## TEXT EXCERPT

----

Conservatives will probably dismiss what I have to say here on the grounds that it’s only another harangue by a “Bush hater,” but they’ll be wrong. I have never hated Bush, even though I’ve criticized virtually everything he’s done and said for the past eight years.
He’s not worth hating. He is — and so far as I can tell, he has always been — such a sorry excuse for a human being, so altogether pathetic in every way, that he simply does not rise to the level of hateable material. You can’t honestly hate a maggot; it’s simply the creature’s nature to be a maggot; it cannot be anything else; and although it may be disgusting to behold, it still has a useful function to perform in the natural order. Likewise, you can’t honestly hate Bush; it’s simply his nature to be an intellectual and moral cipher; and although he may be disgusting to behold, he still has a useful function to perform in the political order.
That function, it would appear, is to serve as the warm body the ruling elites prop up to pretend to be the rightful lord and master of the known universe. Americans want somebody to serve this function. They stoutly insist on such a display of divinely ordained power — when did you last hear anyone complain about the imperial presidency, as opposed to demanding that the all-powerful president set right everything from cholera outbreaks in Africa to the value of a middle-class worker’s 401(k). Americans demand that the president tame the business cycle, cure cancer, reverse global warming, and keep the heathen from raging. No one can carry out these tasks, of course, but the people demand that the president promise to carry them out and, once in office, make believe he is doing so. Failures can be conveniently blamed on the opposing party’s obstructions or on al-Qaeda.

----

## SOURCE INFORMATION
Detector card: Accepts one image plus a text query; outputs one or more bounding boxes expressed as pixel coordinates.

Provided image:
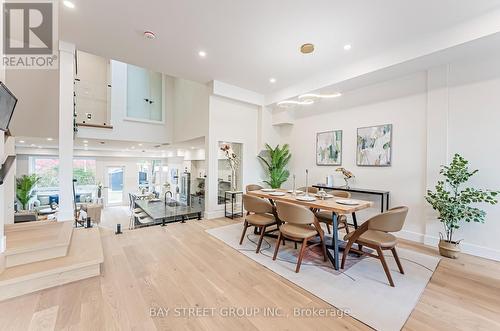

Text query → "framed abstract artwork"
[356,124,392,167]
[316,130,342,166]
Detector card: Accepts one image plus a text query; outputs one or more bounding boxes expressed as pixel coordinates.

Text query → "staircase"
[0,221,104,301]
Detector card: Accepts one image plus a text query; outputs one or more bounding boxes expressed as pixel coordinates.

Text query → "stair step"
[4,221,73,268]
[0,227,104,301]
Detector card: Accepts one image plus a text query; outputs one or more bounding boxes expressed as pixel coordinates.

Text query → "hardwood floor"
[0,212,500,330]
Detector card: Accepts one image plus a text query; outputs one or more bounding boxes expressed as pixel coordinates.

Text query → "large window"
[30,156,97,197]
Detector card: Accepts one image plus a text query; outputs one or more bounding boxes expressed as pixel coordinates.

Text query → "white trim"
[123,116,165,125]
[0,236,7,253]
[395,230,425,243]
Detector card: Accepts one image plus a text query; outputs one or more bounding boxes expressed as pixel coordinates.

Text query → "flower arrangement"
[335,167,355,188]
[220,143,240,191]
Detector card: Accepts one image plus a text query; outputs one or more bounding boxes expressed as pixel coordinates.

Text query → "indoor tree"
[258,144,292,188]
[16,174,41,210]
[425,154,500,244]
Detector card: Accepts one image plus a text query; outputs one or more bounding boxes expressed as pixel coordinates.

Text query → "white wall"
[78,61,175,142]
[279,56,500,260]
[174,78,209,142]
[281,74,426,237]
[205,96,261,218]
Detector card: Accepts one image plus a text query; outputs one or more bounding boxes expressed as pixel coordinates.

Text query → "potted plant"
[257,144,292,188]
[425,154,500,259]
[16,174,41,210]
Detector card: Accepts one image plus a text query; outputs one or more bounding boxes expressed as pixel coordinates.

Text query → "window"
[30,156,96,197]
[30,157,59,193]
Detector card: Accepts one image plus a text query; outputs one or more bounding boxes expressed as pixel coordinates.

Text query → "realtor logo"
[2,0,57,69]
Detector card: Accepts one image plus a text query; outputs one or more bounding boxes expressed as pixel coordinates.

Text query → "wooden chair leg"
[340,240,354,269]
[255,225,268,254]
[391,247,405,275]
[377,247,394,287]
[273,231,282,261]
[321,238,328,262]
[240,221,248,245]
[295,238,307,273]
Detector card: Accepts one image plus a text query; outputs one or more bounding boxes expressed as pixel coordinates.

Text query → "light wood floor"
[0,212,500,331]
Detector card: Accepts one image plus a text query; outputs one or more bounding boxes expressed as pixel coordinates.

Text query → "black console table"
[313,184,389,213]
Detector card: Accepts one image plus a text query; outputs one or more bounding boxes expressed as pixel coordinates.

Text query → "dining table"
[247,189,373,270]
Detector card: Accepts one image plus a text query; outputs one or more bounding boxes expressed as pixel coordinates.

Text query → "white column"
[58,41,75,221]
[0,131,6,254]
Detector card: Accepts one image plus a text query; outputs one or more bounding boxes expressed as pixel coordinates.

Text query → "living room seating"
[273,201,327,272]
[240,194,278,253]
[341,206,408,287]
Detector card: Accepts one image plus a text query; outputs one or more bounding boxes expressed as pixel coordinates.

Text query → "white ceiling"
[59,0,500,94]
[16,136,205,157]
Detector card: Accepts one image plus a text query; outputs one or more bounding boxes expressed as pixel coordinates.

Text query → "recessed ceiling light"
[300,43,314,54]
[63,0,75,9]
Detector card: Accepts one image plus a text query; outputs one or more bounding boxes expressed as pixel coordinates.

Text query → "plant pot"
[439,239,460,259]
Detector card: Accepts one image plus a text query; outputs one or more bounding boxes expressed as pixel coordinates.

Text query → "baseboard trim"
[395,230,424,243]
[203,210,224,220]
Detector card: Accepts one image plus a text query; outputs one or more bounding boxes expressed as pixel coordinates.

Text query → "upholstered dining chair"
[341,206,408,287]
[245,184,263,193]
[240,194,279,253]
[273,201,326,272]
[316,191,351,234]
[297,186,319,194]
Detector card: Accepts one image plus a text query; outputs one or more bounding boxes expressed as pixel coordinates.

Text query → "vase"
[438,239,460,259]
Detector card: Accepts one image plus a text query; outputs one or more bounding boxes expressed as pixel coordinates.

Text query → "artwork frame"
[316,130,344,166]
[356,124,393,167]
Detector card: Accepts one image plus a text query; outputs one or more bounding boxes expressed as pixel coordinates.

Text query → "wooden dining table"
[247,190,373,270]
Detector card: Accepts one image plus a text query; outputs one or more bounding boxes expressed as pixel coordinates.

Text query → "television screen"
[0,82,17,131]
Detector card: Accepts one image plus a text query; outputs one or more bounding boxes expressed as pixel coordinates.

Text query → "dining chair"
[341,206,408,287]
[273,201,326,272]
[297,186,319,194]
[245,184,263,193]
[316,191,351,234]
[240,194,279,253]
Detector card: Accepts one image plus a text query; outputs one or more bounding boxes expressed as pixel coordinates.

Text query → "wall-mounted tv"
[0,82,17,131]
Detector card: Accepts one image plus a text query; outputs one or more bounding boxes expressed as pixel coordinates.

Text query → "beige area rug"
[206,224,440,331]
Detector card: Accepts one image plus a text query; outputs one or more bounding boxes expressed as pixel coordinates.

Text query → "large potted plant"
[16,174,40,210]
[425,154,500,259]
[258,144,292,188]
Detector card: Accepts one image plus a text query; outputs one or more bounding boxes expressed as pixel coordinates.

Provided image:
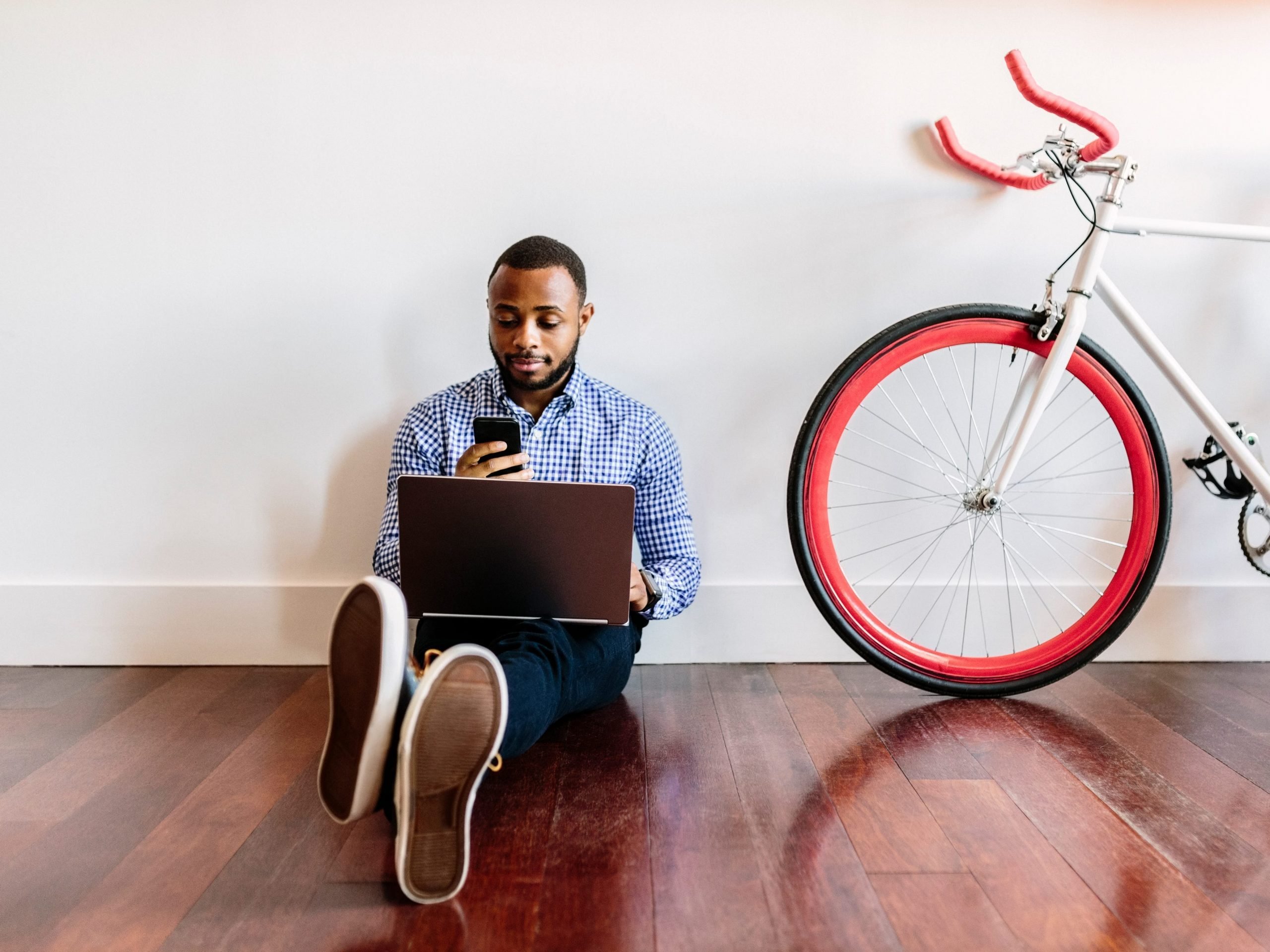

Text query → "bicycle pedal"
[1182,421,1261,499]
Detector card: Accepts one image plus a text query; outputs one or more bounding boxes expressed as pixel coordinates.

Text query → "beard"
[489,334,581,391]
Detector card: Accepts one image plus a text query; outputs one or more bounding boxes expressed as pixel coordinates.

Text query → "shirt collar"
[490,363,587,413]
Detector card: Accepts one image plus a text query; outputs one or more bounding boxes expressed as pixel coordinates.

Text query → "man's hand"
[454,440,533,480]
[631,562,648,612]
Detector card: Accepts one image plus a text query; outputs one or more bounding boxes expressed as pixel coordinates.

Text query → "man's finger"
[458,439,507,466]
[476,453,530,475]
[490,469,533,481]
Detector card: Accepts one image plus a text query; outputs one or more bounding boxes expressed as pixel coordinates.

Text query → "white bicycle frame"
[980,156,1270,501]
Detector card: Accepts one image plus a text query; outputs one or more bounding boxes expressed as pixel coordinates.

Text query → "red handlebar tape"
[1006,50,1120,163]
[935,50,1120,192]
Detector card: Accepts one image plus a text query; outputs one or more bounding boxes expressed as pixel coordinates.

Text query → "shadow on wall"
[269,294,484,648]
[270,417,400,648]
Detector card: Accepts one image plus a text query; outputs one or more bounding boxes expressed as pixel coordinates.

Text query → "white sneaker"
[318,575,408,823]
[395,645,507,902]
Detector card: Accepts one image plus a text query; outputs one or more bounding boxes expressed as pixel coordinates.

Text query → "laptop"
[397,476,635,625]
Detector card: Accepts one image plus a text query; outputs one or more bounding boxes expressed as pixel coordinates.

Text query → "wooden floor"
[0,664,1270,952]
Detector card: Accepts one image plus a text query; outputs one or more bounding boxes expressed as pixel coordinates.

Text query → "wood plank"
[1194,661,1270,702]
[1039,671,1270,855]
[1002,701,1270,945]
[1150,662,1270,739]
[641,665,782,952]
[0,668,120,708]
[0,668,314,946]
[1084,664,1270,791]
[161,755,352,952]
[0,668,179,791]
[833,664,988,780]
[869,872,1023,952]
[324,811,405,896]
[937,701,1259,952]
[533,668,653,950]
[762,664,962,878]
[300,721,568,952]
[458,722,569,952]
[706,665,899,951]
[46,671,327,952]
[913,779,1142,952]
[0,668,248,823]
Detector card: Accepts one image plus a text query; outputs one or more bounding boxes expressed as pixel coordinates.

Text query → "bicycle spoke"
[1006,503,1102,598]
[860,404,956,470]
[869,515,964,618]
[1022,519,1124,575]
[834,426,955,479]
[878,383,965,489]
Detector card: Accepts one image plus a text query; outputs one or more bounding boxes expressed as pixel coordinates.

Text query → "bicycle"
[787,50,1270,697]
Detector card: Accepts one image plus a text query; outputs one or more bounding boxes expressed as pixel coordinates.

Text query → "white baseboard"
[0,584,1270,665]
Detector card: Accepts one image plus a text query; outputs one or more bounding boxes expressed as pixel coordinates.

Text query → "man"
[318,236,701,902]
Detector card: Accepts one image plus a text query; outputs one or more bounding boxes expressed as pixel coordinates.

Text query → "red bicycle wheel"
[789,304,1171,697]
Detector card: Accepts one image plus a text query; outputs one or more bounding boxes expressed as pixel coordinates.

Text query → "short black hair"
[485,235,587,304]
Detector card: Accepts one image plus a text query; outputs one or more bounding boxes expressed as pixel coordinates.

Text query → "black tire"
[786,304,1172,697]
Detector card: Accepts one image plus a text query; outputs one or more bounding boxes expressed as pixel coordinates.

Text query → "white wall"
[0,0,1270,662]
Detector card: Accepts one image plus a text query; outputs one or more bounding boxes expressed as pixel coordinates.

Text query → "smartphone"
[472,416,524,476]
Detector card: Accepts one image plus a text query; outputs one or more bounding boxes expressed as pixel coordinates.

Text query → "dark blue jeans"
[414,614,648,758]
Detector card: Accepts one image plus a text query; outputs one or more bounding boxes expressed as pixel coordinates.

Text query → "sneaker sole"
[396,645,507,902]
[318,578,406,823]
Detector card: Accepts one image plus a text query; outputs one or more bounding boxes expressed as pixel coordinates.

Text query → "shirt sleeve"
[635,414,701,618]
[371,404,443,585]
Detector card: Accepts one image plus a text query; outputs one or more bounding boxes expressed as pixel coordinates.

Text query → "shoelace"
[408,648,503,773]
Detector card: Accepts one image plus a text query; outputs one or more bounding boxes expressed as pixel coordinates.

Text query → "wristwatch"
[639,569,662,614]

----

## WORK ORDER
Answer these questions using the commentary on Bush.
(a) For how many years does the writer say they have criticized virtually everything Bush has done and said?
(b) To what creature does the writer compare Bush?
(c) On what two things can presidential failures be conveniently blamed?

## OUTPUT OF THE TASK
(a) Eight years.
(b) A maggot.
(c) The opposing party's obstructions or al-Qaeda.